Relax my jaw. My fists. My hips. Fart. The stars are beautiful tonight. This house was built fifty years ago, when people and furniture were smaller and the world was bigger and a diagnosis of AML might give you time to dig a grave, and a mother's insomnia was not spent typing her thoughts onto a screen for the world to read.
In order to fit the big bed into the room, we had to push it up under the casement, but it fits there and on clear nights I tolerate the convective draft off the windows to keep the curtains open and look at the sky. There's Wallace, porcelain luster of his face in the glow of the alarm clock.
The alarm clock is too bright, and never set, as John wakes with the day and I with the babies. It's a sentimental alarm clock. I have two; my father bought them both for me. The older one, the one with the beep that gets louder and louder until the fire engine in my dreams finally gives way to consciousness, he bought in the little Main St. Radioshack that used to be below his office. There's a fancy food boutique there now. This alarm clock is unplugged and lying in the tangle of its cord on the floor, because it has recently become possessed by some dark force and will attempt, relentlessly, to wake me at midnight regardless of my interventions. Perhaps it knows something I don't: that I should be awake at midnight making sense of all the laundry that I have failed to address during the rest of my waking hours.
The other alarm clock is a radio. My dad bought it for me to have in the hospital so that I could plug in my ipod and listen to Gillian Welch and Low Anthem and Townes Van Zandt and Bon Iver. When the nurses came in at night to "take my vitals" (a faintly disconcerting expression) and change IV bags, I could mark the time as 1, or 2, or 3am by the nightlight glow. I had two different possessed wall clocks in the hospital, too. In the middle of the night they would occasionally start spinning through the minutes and hours like a nightmare dream sequence in a movie, portending some calamity, until they had stolen a full day, and then return to "real" time and stop.
The hospital mattresses are vinyl, sticky and crunchy. The IV tubing was usually in my right arm; the veins are better there for threading the catheter. The pillows are also plastic. The linen is washed in detergents and bleaches so harsh that they are nearly rigid with chemicals. The whole set up would make a person sweat even without the chemo, but the chemo causes sweats, too, as the body tries desperately to manage the toxin load. I would wake during the night in a clammy pool and strip off my sodden clothes; I had to be unhooked to do it but that was fine because the nurses were usually there to record numbers and replace the sticky sheets.
That was my bed of autumn leaves. The woodstove has dried them in this little cottage, and I curl up against a warm body, so startlingly absent from my nights suspended in the click and glow. It stirs and snuffles; are there any eyelashes like those of one's own sleeping child?

- Problems to solve
1. Using the passage above, explain in one to three sentences why the older alarm clock is unplugged and lying on the floor.
2. Copy word for word the part of the passage above that opens with the words "Relax my jaw." and closes with "the alarm clock.".

- Entries supplied
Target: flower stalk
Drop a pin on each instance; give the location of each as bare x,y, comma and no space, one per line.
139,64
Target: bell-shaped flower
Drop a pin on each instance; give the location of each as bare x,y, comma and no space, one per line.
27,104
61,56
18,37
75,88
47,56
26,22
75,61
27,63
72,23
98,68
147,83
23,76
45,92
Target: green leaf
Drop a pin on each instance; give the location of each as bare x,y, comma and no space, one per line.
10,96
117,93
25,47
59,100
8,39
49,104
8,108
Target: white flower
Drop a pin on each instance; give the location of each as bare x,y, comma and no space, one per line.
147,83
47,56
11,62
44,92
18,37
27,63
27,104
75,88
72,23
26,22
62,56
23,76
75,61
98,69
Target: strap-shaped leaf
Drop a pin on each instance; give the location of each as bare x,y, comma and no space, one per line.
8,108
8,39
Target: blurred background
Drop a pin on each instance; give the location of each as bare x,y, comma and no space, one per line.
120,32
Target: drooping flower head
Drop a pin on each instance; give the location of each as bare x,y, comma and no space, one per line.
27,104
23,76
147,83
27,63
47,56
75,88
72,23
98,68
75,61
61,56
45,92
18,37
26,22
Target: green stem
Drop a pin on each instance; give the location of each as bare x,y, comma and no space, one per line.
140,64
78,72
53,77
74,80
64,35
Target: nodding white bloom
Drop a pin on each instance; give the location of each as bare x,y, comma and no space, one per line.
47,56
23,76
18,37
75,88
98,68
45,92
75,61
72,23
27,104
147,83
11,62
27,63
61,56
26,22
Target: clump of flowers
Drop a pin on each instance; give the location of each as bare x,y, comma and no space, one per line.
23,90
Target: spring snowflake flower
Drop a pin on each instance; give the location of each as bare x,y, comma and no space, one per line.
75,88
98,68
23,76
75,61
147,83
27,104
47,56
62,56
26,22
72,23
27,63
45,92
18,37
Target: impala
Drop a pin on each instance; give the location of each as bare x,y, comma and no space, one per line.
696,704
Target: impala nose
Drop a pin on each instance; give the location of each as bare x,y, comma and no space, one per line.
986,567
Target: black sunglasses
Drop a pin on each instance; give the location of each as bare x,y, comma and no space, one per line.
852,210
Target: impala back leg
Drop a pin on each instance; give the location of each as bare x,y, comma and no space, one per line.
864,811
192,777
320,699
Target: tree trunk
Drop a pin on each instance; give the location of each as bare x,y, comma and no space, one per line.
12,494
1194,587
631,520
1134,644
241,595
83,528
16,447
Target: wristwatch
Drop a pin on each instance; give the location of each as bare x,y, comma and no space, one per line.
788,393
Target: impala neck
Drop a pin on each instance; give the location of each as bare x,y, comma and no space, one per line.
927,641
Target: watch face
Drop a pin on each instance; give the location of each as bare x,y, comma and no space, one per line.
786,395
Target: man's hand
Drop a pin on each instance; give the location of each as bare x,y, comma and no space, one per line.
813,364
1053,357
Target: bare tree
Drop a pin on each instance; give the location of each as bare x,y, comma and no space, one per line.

- Per-task outputs
1. It has recently become "possessed by some dark force" and tries relentlessly to sound its alarm at midnight, whatever interventions are made. It was unplugged to stop it.

2.
Relax my jaw. My fists. My hips. Fart. The stars are beautiful tonight. This house was built fifty years ago, when people and furniture were smaller and the world was bigger and a diagnosis of AML might give you time to dig a grave, and a mother's insomnia was not spent typing her thoughts onto a screen for the world to read.
In order to fit the big bed into the room, we had to push it up under the casement, but it fits there and on clear nights I tolerate the convective draft off the windows to keep the curtains open and look at the sky. There's Wallace, porcelain luster of his face in the glow of the alarm clock.